**Study material**:

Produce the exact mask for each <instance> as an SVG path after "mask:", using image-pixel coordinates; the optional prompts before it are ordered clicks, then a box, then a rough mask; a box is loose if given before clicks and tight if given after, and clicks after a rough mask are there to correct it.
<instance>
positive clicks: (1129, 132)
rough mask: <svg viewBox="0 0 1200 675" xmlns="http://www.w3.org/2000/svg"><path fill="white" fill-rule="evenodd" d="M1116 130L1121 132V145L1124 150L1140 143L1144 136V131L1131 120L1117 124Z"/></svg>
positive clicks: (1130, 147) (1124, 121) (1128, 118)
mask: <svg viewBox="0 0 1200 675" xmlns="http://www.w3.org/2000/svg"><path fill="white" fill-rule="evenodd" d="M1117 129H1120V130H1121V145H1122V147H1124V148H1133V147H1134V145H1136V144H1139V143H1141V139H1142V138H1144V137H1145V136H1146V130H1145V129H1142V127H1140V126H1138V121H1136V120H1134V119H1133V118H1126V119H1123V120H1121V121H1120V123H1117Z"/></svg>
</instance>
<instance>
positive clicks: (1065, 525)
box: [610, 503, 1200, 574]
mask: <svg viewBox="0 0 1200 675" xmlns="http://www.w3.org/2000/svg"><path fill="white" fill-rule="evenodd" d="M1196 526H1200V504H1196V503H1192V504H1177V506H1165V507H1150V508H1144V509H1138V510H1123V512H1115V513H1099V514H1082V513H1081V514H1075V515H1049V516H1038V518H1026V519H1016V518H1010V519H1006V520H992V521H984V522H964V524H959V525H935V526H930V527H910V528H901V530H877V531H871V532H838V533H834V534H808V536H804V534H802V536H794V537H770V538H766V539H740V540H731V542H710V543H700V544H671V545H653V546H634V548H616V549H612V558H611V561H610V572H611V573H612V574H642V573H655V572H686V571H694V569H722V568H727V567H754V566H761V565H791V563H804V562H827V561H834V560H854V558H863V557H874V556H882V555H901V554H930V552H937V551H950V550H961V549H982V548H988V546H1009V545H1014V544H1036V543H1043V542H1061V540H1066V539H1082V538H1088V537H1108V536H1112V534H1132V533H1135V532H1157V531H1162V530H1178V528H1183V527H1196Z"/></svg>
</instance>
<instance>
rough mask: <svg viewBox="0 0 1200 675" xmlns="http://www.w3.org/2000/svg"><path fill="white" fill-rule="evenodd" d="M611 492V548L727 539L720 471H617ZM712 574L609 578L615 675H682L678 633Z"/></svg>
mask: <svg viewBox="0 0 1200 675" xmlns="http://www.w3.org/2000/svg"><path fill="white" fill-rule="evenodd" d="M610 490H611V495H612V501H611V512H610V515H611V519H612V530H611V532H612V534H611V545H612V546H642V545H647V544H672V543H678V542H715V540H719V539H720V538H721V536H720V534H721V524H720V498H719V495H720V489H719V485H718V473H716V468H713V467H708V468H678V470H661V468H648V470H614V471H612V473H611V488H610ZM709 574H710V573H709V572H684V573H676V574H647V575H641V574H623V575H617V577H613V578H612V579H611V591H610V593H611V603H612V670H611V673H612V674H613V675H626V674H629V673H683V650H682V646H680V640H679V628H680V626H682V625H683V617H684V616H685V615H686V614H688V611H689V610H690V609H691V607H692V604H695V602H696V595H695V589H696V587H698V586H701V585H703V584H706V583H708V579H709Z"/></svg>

**Aim of the exercise**:
Rewrite every entry above as a numbered list, one line per item, and leave out any blank lines.

**Solution to the exercise**:
1. Produce the exact mask for each <instance> as an SVG path after "mask:", using image-pixel coordinates; the optional prompts before it are ordered clicks, then a box, then a rough mask; a box is loose if given before clicks and tight if given after, and clicks after a rough mask are there to correct it.
2. <instance>
3. positive clicks: (1129, 132)
4. rough mask: <svg viewBox="0 0 1200 675" xmlns="http://www.w3.org/2000/svg"><path fill="white" fill-rule="evenodd" d="M1116 130L1121 132V145L1124 150L1140 143L1144 136V131L1131 120L1117 124Z"/></svg>
5. positive clicks: (1130, 147) (1124, 121) (1128, 118)
6. mask: <svg viewBox="0 0 1200 675" xmlns="http://www.w3.org/2000/svg"><path fill="white" fill-rule="evenodd" d="M1117 129H1120V130H1121V145H1122V147H1124V148H1133V147H1134V145H1136V144H1139V143H1141V139H1142V138H1144V137H1145V136H1146V130H1145V129H1142V127H1140V126H1138V121H1136V120H1134V119H1133V118H1126V119H1123V120H1121V121H1120V123H1117Z"/></svg>
7. </instance>
8. <instance>
9. positive clicks: (1065, 525)
10. box: [610, 503, 1200, 574]
11. mask: <svg viewBox="0 0 1200 675" xmlns="http://www.w3.org/2000/svg"><path fill="white" fill-rule="evenodd" d="M1196 526H1200V504H1196V503H1192V504H1177V506H1165V507H1150V508H1144V509H1138V510H1123V512H1115V513H1099V514H1082V513H1081V514H1075V515H1049V516H1038V518H1026V519H1016V518H1010V519H1006V520H992V521H984V522H964V524H959V525H935V526H930V527H910V528H901V530H877V531H871V532H838V533H834V534H808V536H804V534H802V536H794V537H770V538H766V539H740V540H731V542H710V543H700V544H671V545H653V546H634V548H616V549H612V558H611V561H610V572H611V573H612V574H642V573H655V572H686V571H694V569H722V568H727V567H754V566H761V565H791V563H804V562H827V561H834V560H854V558H863V557H874V556H882V555H901V554H930V552H937V551H950V550H961V549H982V548H988V546H1009V545H1014V544H1036V543H1043V542H1061V540H1066V539H1082V538H1088V537H1108V536H1112V534H1132V533H1135V532H1157V531H1162V530H1178V528H1183V527H1196Z"/></svg>
12. </instance>
13. <instance>
14. rough mask: <svg viewBox="0 0 1200 675" xmlns="http://www.w3.org/2000/svg"><path fill="white" fill-rule="evenodd" d="M611 492V548L727 539L720 471H617ZM712 574L609 578L615 675H682L678 633Z"/></svg>
15. mask: <svg viewBox="0 0 1200 675" xmlns="http://www.w3.org/2000/svg"><path fill="white" fill-rule="evenodd" d="M610 490H611V495H612V501H611V512H610V515H611V519H612V530H611V532H612V534H611V545H612V546H642V545H647V544H672V543H678V542H715V540H719V539H720V538H721V536H720V534H721V524H720V498H719V495H720V489H719V485H718V473H716V468H713V467H708V468H678V470H661V468H648V470H614V471H612V473H611V488H610ZM709 574H710V573H709V572H684V573H676V574H647V575H641V574H623V575H617V577H613V578H612V579H611V591H610V593H611V603H612V670H611V673H612V674H613V675H626V674H629V673H683V650H682V646H680V640H679V628H680V626H682V625H683V617H684V616H685V615H686V614H688V611H689V610H690V609H691V607H692V604H695V602H696V595H695V589H696V587H698V586H701V585H703V584H706V583H708V579H709Z"/></svg>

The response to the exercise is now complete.